障害の有無にかかわらず、子どもに何かをせがまれたときに、つい使ってしまう「IF(もし○○したら・・・)、AFTER(○○をした後で・・・)、FIRST(最初に○○したら・・・)」といった表現。いわゆる、交換条件のようなものですね。例えば、、、子どもが「ねぇ、このおもちゃ買って~~」となったら、「今度のテストでいい点を取ったらね」といった感じです。
このcontingencyは、<条件をクリアしたら褒美をもらえる>といったものなので、子どものやる気を引き出すのにも有効で、PBS療法のひとつだそうですが、発達障害を持つ親御さんは、ちょっと注意が必要だとJoe先生は教えて下さいました。
■ネガティブcontingency■
自閉症・発達障害児の心の中はいつも不安でいっぱい。なので、否定的な表現は×。
If you do NOT do this, I won't hug you. (これをしなかったら、ハグしないよ)
こういったネガティブな表現は、不安を助長させてしまう可能性もあるので、避けましょう。
■言い方■
こんな母子の会話があります。
子:Can I watch TV? (テレビ観てもいい?)
母:May I watch TV? (テレビ観てもいいですか・・・でしょ?)
子:May I watch TV?
母:May I watch TV PLEASE? (テレビ観てもいいですか? pleaseをつけて丁寧に)
子:May I watch TV please?
母:No, you have to do your homework! (だめよ、宿題やらなきゃね)
この会話のどこがいけないのでしょうか?人にものを頼む時に、「丁寧な表現で」と、正しい言い方を教えるのは間違っていませんが、さんざん教えた後に、「ダメ」というのは、子どもにとってみれば「そんなぁ~~」と騙されたような感情になってしまいますよね。。。なので、こういう教え方はNGです。
■妥協と限度を教える■
子どもからなにかをせがまれたとき、何でもかんでもOKと受容れるのも、何でもかんでもNOと言うのも、子どもにとってはいい影響を与えません。前者は、子どもが優位になってワガママを助長してしまうだろうし、後者は、癇癪持ちの子どもの場合、手に負えないくらい暴れたり、叫んだりしてしまうかも。。。バランスが大切です。
問題は、NOと言わなければいけない時に、どのように言うのか・・・です。ただ単にNOというのでは、子どもは納得がいきませんから、下記のように「妥協と限度を教える」のがベストな言い方です。
妥協
子:Can I watch TV? (テレビ観てもいい?)と聞かれた場合、
母:---Yes, but not here. (いいけど、ここじゃだめよ。)
---Yes, but not now.(いいけど、今はだめよ。)
---Yes, but not today.(いいけど、今日はだめよ。)
---Yes, but only for an hour.(いいけど、1時間だけね。)
限度
子:Can I do this? (これやってもいい?)と聞かれた場合、
母:---No, I'm sorry, not safe. (ごめんね。安全じゃないからだめ。)
══════════
抜粋の「子どもからなにかをせがまれたとき」で始まる段落を、大事な点を残して箇条書きにまとめてください。 このデータは上の抜粋とは別の資料です。

[収集したデータ項目]
══════════
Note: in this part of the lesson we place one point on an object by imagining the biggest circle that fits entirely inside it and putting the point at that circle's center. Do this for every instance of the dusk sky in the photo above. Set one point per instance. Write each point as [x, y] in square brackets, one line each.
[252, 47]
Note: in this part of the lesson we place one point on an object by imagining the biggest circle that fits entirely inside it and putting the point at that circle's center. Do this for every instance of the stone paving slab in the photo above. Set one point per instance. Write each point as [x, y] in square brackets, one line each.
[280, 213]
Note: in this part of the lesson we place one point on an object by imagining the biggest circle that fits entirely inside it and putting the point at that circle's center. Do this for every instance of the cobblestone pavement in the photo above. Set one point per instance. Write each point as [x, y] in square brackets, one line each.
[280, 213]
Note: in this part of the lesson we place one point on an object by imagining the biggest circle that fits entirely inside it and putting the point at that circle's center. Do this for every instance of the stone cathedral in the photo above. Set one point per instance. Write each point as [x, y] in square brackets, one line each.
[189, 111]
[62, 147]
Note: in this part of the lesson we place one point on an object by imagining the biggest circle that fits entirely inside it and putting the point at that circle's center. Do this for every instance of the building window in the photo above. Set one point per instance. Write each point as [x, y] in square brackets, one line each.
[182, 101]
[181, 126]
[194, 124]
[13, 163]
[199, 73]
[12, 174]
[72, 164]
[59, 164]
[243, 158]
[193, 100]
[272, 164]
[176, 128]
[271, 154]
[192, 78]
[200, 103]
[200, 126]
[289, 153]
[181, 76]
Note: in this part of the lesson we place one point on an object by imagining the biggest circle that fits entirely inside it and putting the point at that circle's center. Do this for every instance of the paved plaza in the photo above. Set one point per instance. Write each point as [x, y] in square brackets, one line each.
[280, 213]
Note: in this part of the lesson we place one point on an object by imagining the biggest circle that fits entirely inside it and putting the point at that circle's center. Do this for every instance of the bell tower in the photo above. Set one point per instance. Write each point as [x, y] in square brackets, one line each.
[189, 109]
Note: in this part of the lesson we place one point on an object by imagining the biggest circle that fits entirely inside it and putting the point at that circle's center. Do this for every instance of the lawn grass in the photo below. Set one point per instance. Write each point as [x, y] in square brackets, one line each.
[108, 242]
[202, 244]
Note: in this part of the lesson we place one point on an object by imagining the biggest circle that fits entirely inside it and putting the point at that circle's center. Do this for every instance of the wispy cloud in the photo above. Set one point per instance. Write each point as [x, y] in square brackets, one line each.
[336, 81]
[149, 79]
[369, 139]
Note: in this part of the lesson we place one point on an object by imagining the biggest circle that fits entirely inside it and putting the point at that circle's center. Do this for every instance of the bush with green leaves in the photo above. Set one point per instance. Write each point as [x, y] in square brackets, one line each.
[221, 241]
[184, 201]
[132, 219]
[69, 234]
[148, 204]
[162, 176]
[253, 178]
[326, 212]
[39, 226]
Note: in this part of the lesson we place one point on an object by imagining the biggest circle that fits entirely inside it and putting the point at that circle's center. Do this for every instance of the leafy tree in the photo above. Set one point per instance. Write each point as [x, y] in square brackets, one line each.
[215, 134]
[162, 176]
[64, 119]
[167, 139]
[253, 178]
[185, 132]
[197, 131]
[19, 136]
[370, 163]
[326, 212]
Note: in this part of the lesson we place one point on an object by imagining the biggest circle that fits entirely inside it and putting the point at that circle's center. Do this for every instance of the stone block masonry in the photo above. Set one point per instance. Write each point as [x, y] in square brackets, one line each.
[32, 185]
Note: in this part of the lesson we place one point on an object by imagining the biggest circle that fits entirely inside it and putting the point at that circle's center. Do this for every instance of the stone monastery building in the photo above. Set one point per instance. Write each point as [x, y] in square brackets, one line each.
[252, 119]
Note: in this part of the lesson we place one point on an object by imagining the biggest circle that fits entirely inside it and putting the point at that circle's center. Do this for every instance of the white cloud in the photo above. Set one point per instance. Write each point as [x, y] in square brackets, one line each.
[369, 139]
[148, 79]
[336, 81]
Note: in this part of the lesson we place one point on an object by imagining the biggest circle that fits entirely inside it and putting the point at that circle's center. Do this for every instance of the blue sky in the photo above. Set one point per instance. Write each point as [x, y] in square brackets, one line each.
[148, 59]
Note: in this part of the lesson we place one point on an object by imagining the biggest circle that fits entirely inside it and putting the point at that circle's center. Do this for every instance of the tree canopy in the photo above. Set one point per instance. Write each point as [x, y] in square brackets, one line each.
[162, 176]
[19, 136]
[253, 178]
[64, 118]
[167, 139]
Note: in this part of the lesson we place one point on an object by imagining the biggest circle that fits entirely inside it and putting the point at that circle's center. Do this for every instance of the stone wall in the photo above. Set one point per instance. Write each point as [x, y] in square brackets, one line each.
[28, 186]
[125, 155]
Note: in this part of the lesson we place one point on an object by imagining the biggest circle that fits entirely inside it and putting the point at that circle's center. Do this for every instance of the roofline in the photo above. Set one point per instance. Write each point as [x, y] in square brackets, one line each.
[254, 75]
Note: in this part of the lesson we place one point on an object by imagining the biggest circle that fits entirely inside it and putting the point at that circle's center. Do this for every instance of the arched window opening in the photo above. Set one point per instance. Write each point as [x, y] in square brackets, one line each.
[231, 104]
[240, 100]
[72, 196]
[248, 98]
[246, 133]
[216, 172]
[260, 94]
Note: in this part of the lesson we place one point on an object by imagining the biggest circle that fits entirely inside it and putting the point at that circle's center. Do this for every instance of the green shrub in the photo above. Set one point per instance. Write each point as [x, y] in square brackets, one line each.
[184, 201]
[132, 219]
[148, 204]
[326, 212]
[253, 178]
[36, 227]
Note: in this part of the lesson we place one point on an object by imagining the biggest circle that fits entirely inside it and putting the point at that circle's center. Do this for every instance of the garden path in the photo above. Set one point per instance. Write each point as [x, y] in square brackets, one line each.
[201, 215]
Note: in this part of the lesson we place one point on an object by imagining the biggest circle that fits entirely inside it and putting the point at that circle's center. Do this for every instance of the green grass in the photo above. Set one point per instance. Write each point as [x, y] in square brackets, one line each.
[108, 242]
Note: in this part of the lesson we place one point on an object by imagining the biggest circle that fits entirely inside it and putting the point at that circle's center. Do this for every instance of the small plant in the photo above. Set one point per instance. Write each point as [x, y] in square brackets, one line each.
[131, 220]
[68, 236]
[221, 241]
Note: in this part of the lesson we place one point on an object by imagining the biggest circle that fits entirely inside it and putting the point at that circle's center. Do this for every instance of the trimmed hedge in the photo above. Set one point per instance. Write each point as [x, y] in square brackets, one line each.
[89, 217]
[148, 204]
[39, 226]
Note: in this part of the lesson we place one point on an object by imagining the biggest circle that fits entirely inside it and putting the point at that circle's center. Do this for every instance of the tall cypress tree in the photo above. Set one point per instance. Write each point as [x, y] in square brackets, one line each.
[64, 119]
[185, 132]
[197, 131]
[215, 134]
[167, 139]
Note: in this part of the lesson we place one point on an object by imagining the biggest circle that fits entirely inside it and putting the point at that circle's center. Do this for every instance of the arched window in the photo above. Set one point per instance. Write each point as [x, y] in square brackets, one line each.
══════════
## 解答
- せがまれたときに何でもOKと受け入れるのも、何でもNOと言うのも、子どもにいい影響を与えない。
- 何でもOKだと、子どもが優位になってワガママを助長しかねない。
- 何でもNOだと、癇癪持ちの子どもは手に負えないほど暴れたり叫んだりするかもしれない。
- バランスが大切。